## Stored records
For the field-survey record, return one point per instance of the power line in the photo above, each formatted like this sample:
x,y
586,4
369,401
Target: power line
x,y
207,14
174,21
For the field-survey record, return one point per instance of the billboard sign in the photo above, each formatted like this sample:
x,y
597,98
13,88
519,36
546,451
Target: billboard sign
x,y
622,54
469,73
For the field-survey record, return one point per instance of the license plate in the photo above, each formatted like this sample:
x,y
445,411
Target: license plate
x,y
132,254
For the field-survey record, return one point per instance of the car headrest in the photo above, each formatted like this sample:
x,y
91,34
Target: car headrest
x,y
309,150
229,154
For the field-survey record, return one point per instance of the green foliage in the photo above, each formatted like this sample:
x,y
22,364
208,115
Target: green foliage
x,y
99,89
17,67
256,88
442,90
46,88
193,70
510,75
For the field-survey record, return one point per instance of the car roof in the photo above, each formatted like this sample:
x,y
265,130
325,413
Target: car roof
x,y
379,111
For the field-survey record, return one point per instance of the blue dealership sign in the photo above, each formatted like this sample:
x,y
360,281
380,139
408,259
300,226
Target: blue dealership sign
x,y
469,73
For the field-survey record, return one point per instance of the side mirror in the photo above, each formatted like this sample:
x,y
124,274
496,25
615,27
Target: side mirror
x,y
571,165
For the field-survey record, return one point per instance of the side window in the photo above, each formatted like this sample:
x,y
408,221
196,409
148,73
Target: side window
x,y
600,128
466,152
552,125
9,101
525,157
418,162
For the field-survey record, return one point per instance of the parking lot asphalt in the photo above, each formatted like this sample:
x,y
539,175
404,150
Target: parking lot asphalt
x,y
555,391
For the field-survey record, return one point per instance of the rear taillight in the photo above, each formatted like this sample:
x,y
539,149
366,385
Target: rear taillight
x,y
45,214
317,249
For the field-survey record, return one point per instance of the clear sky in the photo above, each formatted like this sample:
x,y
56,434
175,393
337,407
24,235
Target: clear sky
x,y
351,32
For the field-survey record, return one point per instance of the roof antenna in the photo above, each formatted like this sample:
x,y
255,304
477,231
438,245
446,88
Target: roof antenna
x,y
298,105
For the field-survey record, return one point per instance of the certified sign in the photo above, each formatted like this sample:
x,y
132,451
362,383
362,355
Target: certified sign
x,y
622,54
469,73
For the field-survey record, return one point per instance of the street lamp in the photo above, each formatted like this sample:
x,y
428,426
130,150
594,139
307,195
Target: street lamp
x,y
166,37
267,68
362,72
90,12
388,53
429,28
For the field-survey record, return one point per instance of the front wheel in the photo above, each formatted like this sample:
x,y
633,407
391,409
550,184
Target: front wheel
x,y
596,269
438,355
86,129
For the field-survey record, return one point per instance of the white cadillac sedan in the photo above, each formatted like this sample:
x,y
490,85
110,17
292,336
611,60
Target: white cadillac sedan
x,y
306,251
...
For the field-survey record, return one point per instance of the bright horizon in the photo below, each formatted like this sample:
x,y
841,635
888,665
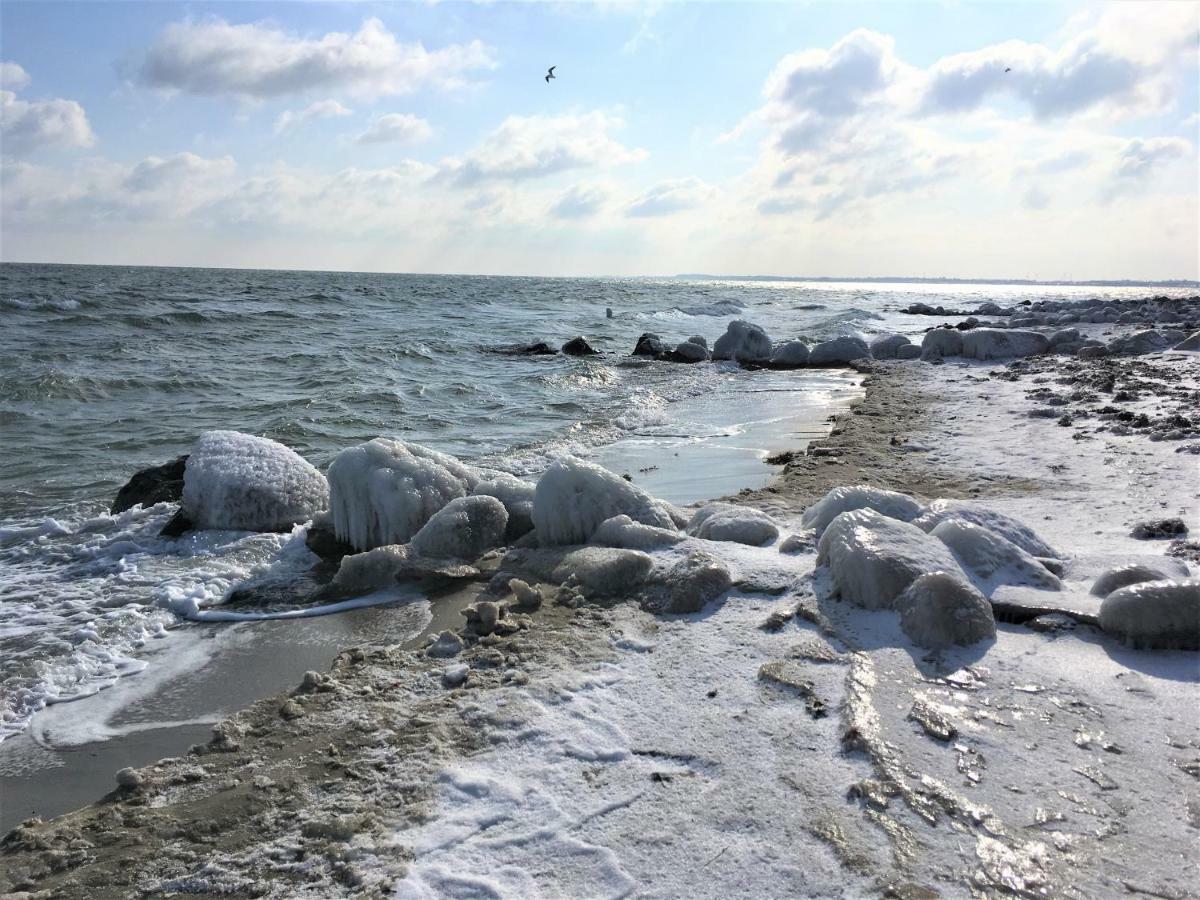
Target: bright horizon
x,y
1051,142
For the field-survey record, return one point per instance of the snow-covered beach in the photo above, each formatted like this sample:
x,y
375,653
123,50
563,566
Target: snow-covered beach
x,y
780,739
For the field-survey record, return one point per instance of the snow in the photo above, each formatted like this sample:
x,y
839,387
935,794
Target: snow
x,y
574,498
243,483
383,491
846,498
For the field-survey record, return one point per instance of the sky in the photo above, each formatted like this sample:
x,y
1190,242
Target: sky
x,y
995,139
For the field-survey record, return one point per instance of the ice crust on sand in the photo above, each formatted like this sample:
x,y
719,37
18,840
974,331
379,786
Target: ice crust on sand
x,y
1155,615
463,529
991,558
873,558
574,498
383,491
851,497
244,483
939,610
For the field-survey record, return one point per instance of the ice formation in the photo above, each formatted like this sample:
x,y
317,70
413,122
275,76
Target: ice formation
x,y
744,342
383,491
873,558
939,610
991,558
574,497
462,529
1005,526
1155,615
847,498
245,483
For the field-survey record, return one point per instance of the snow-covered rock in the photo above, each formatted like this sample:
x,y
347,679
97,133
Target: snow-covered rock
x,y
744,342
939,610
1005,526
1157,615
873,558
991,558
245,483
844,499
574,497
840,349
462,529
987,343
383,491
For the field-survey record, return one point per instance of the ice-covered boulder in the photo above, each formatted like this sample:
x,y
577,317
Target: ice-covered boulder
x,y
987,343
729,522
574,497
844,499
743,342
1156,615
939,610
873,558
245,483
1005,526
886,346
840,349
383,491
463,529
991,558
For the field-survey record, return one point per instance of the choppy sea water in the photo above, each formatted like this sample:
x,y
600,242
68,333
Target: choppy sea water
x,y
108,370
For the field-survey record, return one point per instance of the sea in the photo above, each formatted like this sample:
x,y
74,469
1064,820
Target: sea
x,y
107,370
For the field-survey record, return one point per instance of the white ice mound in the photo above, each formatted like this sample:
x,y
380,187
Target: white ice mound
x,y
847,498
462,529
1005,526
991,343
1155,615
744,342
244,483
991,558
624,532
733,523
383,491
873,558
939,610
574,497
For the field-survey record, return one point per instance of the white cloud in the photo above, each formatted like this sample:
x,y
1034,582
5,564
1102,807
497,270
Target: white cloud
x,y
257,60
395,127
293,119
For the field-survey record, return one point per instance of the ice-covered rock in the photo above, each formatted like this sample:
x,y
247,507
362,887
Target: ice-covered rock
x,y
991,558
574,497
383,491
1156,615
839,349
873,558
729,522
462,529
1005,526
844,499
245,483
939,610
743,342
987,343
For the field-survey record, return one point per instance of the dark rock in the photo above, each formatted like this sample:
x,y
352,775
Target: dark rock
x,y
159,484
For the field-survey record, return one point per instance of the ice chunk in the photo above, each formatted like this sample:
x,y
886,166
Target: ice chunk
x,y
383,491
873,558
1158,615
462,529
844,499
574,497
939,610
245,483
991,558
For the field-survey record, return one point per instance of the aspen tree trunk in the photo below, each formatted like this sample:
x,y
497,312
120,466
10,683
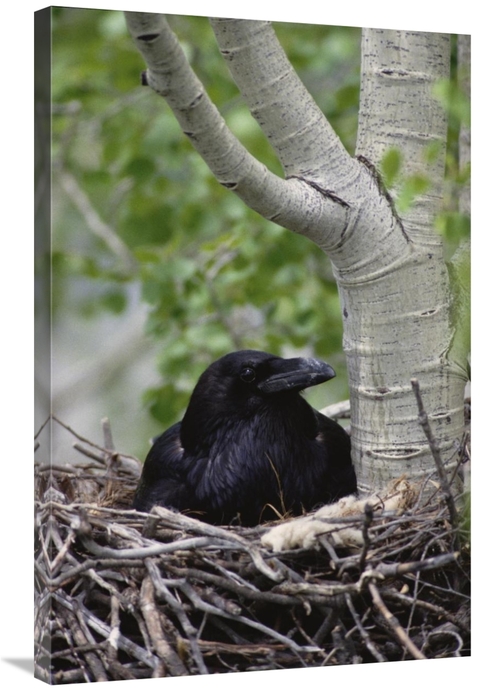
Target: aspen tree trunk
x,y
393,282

## Short problem
Pick out each line in the listing above that contains the word "bright" and copy those lines out.

## Written response
For the field-survey record, return one point per instance of the bright horizon in the photo below, each formatted like this sample:
Target: bright horizon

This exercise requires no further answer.